• Things to do
a: Answer these from the passage on Trump's second term, one answer per line:
(i) Which president is in second place on the executive order list, and with how many orders?
(ii) How many of Trump's executive orders have been blocked by the judiciary?
(iii) On what date did Trump announce he had called Vladimir Putin?
b: Return the part of the passage on Trump's second term starting at "The 47th President’s" and ending at "days in office.".
c: List every U.S. president named in the passage on Trump's second term.

══ Text section

The 47th President’s approach to international relations during this critical period has demonstrated a deliberate departure from conventional diplomatic norms, employing what leftist observers, like Emma Ashford, termed a “move fast and break things” approach to foreign policy that prioritizes rapid, often chaotic transformation over incremental change.
Unlike traditional Presidential transitions that prioritize continuity and measured change, Trump entered his second term with an unprecedented burst of executive actions, signing at least 142 executive orders in his first 100 days, more than any other U.S. president in their first 100 days in office.
As Editor Paul Gordon Collier noted in Part One of our Second 100 Days report, “Donald Trump has signed more executive orders in the first 100 days than any other U.S. President in history, with 152. The list includes 3 Democrats in positions 2-4 before Trump shows up again in 5th for his first term’s first 100 days (with 33 executive orders). Second place is Franklin D. Roosevelt with 99 executive orders, third place is Harry S. Truman with 57 executive orders, and fourth place is Joe Biden with 42 executive orders.
Of those executive orders, 44 have been blocked by the judiciary, mostly at the District Court level. The number of reverses of those blocking orders is disputed, but somewhere between 2-5 are the numbers most often given.
This writer does not assume every executive order by Trump is constitutional, though those executive orders might not even be the ones that have been struck down and/or challenged.
The sheer volume of executive orders, however, is astounding. Given the fact he wrote 50% more executive orders than one of the most far-left authoritarian Presidents of all-time, FDR, one should be sobered by that high number.”
This “assertive” approach has fundamentally altered America’s relationships with allies and adversaries alike, while pursuing an expansionist vision that challenges international norms established by the 1945 UN Charter (something many Americans probably voted for), to break the old “new world order” set by Bush I.
A. THE CURRENT SITUATION IN THE UKRAINE: PROMISES AND REALITIES
Trump entered office with hopes of producing a ceasefire in Ukraine in “one day.”
Reaching a ceasefire agreement during the first 100 days of the second Trump presidency, let alone a peace deal, has arguably proven much harder than the President might have expected. Trump himself eventually acknowledged this difficulty, saying he was joking about the one-day timeline.
While that timeline has proven overly optimistic, Trump’s shift towards Russia from adversarial to conversational counters the Uniparty consensus on Russia.
However, the administration’s diplomatic efforts began immediately, with Trump announcing he had called Russian President Vladimir Putin to discuss a possible ceasefire deal on February 12, marking the first known conversation between the presidents since Trump assumed office in January.

════
══ Information supplied

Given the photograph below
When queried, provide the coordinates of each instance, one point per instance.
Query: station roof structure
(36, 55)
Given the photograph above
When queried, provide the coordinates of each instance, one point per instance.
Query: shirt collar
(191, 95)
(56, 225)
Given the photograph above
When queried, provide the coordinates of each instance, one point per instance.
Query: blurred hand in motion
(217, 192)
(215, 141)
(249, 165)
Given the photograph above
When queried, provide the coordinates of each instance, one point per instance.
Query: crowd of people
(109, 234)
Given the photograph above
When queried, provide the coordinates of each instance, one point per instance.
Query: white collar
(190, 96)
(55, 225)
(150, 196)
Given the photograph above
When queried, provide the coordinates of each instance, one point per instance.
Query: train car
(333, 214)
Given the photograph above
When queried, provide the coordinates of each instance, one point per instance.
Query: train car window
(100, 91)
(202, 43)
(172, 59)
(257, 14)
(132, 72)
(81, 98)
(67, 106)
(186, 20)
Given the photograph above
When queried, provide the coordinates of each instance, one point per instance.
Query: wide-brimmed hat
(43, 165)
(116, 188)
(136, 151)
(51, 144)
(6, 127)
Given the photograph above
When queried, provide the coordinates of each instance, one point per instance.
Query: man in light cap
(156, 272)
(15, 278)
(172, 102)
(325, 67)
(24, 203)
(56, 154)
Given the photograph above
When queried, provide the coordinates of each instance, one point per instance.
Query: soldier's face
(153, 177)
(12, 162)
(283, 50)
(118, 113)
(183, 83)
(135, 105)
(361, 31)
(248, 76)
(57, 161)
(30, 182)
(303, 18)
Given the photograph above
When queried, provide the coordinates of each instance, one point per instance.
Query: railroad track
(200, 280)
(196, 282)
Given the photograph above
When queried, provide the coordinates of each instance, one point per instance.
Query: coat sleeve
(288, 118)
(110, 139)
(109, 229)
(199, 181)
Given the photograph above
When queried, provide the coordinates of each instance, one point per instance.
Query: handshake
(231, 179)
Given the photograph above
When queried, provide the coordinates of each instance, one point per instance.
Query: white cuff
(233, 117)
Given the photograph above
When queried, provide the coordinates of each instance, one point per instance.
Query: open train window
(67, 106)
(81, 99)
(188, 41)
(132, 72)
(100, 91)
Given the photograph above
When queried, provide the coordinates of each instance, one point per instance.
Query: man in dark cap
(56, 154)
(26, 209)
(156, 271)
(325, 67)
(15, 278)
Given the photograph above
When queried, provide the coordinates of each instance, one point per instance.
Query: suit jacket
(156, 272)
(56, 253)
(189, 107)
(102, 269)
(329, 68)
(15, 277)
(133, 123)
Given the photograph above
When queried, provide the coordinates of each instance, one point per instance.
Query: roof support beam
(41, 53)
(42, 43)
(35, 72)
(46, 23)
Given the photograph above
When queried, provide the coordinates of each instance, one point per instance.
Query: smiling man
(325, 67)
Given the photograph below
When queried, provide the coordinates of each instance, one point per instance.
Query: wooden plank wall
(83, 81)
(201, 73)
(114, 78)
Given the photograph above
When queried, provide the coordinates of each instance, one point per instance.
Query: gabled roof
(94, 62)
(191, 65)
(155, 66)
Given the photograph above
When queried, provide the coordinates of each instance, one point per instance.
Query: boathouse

════

• Responses
a:
(i) Franklin D. Roosevelt, with 99 executive orders
(ii) 44
(iii) February 12

b:
The 47th President’s approach to international relations during this critical period has demonstrated a deliberate departure from conventional diplomatic norms, employing what leftist observers, like Emma Ashford, termed a “move fast and break things” approach to foreign policy that prioritizes rapid, often chaotic transformation over incremental change.
Unlike traditional Presidential transitions that prioritize continuity and measured change, Trump entered his second term with an unprecedented burst of executive actions, signing at least 142 executive orders in his first 100 days, more than any other U.S. president in their first 100 days in office.

c:
Donald Trump
Franklin D. Roosevelt
Harry S. Truman
Joe Biden
Bush I